─── Vorliegender Text

Nach der Sitzung des geldpolitischen Rates deutete Fed-Chef Jerome Powell einen möglichen Ausstieg aus der extrem lockeren US-Geldpolitik vor dem Jahresende an. Das Kaufprogramm für Wertpapiere könnte zum Jahresende zurückgefahren werden. Noch wichtiger scheint allerdings, dass auch die Stimmen zur ersten Leitzinsanhebung schon im Jahr 2022 erstmalig in Pro und Contra gleich verteilt sind. Powell sagte, dass ein Ende des Kaufprogramms Mitte des nächsten Jahres angemessen erscheine. Dies bedeute allerdings nicht, dass unmittelbar danach Zinsschritte erfolgen müssten. Zwar wurden die Wachstumsprognosen für 2021 von sieben auf 5,9 Prozent gesenkt, für die folgenden Jahre allerdings angehoben. Auch die Inflation wird nicht nur in diesem Jahr, sondern auch in den kommenden Jahren über der Zielmarke von zwei Prozent erwartet. Während sich die Zinskurve – also die Renditedifferenz zwei- und zehnjähriger Staatsanleihen – wegen eines Anstiegs am kurzen Ende verflachte, zog der Aktienmarkt kräftig an. Der US-Dollar ging nach deutlichen Schwankungen fester aus dem Handel.

──────
─── Gegebene Informationen

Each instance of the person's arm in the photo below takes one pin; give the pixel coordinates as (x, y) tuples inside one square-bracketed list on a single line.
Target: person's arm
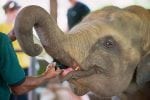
[(13, 74), (33, 82)]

──────

**Aufgabenstellung**:
1: Auf welchen Wert wurde laut dem Text zur US-Geldpolitik die Wachstumsprognose für 2021 gesenkt?
2: Setzen Sie den Text zur US-Geldpolitik im Anschluss an seinen letzten Satz fort.

**Lösungen**:
1: Auf 5,9 Prozent.

2:
USA: Aufholpotenzial bei Nebenwerten

Anhaltende politische Auseinandersetzungen über den neuen US-Bundeshaushalt sowie über die Schuldenobergrenze schüren zunehmend die Sorge vor einem Government-Shutdown – also der Schließung von US-Bundesbehörden – ab dem 1. Oktober und negativen Marktreaktionen. Seit 1980 gab es in den USA immerhin 14 Shutdowns, wobei die letzten fünf im Schnitt gut 15 Tage andauerten. Signifikante Kursreaktionen auf Shutdowns lassen sich seit 1980 allerdings weder auf breiter Markt- noch auf Branchenebene erkennen. Vielmehr war das jeweilige makroökonomische Umfeld bestimmender, wie beispielsweise beim Shutdown Mitte 2011, als der S&P 500 vor allem infolge der europäischen Schuldenkrise sowie eines nachlassenden globalen Wirtschaftswachstums nachgab. Deutlicher dürfte ein Shutdown Unternehmen belasten, deren Umsatzanteil an US-Bundesinstitutionen 20 Prozent oder mehr beträgt. Diese mittelgroßen Firmen sind zu 80 Prozent im Gesundheits- sowie im Industriesektor zu finden und bleiben seit Jahresbeginn mit einer durchschnittlichen Kurssteigerung von acht Prozent hinter dem Mid-Cap-Index S&P 400 zurück, der um 14 Prozent stieg. Nach einer politischen Einigung in Washington könnten Anleger vom Aufholpotenzial dieses Marktsegments profitieren.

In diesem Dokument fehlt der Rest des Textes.